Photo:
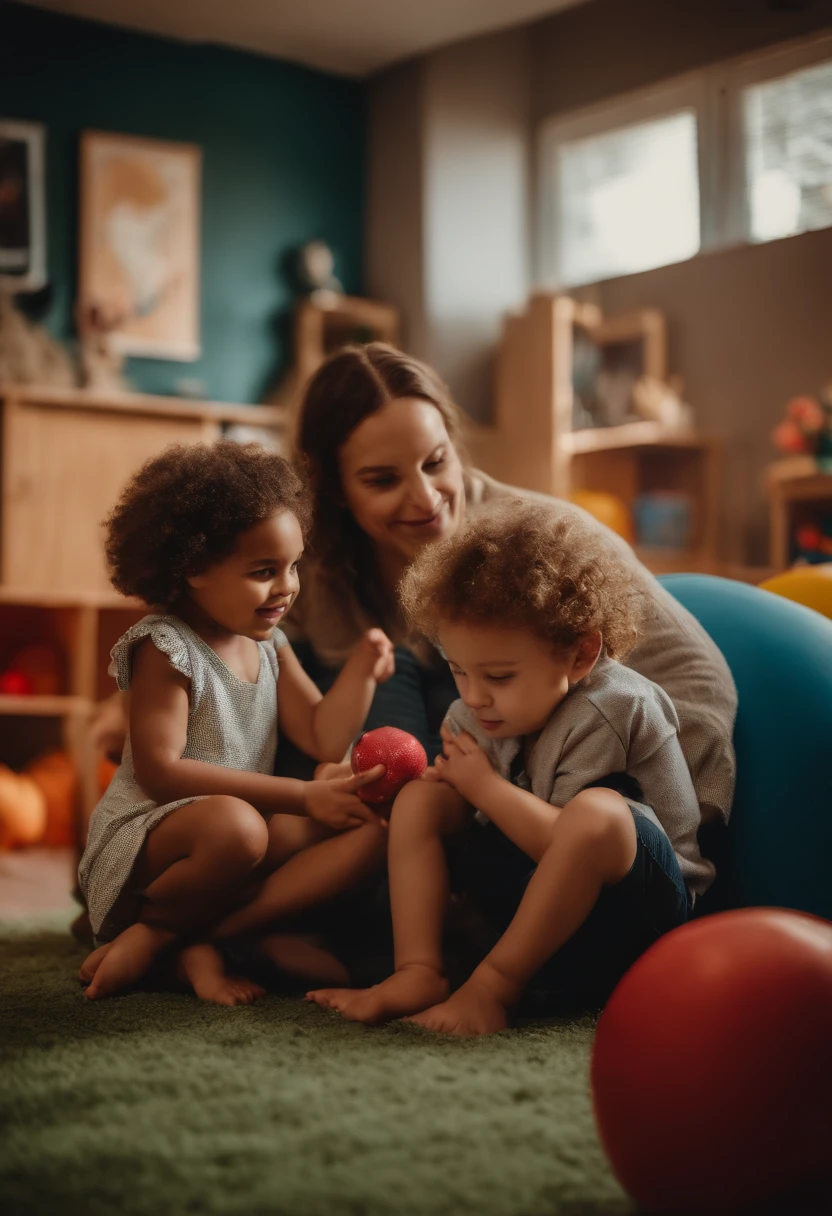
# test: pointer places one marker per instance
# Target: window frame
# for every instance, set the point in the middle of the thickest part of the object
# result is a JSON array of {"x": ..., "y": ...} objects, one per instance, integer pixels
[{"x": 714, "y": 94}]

____________

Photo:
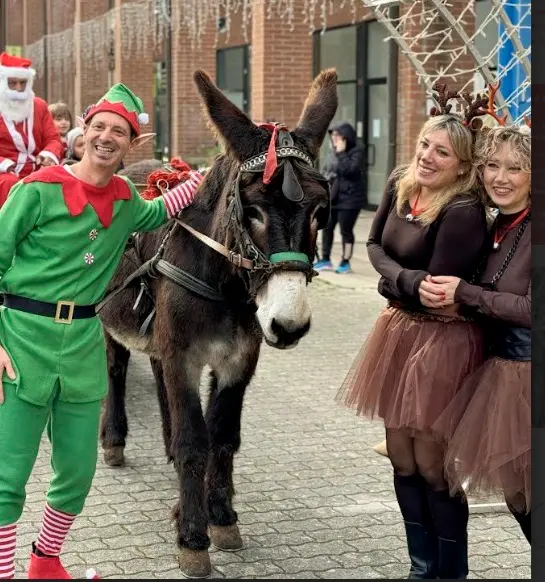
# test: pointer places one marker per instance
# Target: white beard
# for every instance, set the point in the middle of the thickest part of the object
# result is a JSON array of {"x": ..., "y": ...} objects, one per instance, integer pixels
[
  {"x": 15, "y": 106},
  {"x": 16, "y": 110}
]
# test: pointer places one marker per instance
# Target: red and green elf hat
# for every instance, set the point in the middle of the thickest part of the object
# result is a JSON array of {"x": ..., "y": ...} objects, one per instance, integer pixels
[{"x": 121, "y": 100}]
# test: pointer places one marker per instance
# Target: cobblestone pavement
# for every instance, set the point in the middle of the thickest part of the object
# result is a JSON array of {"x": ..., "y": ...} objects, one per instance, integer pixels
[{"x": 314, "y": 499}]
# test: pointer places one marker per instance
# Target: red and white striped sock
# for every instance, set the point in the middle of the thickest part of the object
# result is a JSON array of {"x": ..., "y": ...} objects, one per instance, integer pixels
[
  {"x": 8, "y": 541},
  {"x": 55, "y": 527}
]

____________

_TASK GOAL_
Everything above from the line containing "# Target: white beard" through the line containing "# Target: cobblestone pavement" must be copied exactly. Nothing outside that range belongs in the answer.

_EXPECTED ANSWER_
# Target: white beard
# for every instance, set the point in the middle of the thickest part of the object
# result is a JSON array of {"x": ..., "y": ...} objects, one per instance, integer pixels
[
  {"x": 15, "y": 106},
  {"x": 16, "y": 110}
]
# test: pointer places one marker per instance
# Target: red and green elf hat
# for every instance, set the point in the middle of the thickest part of the object
# result is a JSON array of {"x": ..., "y": ...} objects, one per instance, integer pixels
[{"x": 121, "y": 100}]
# test: pointer places one marker per instance
# Target: cobblestone pavement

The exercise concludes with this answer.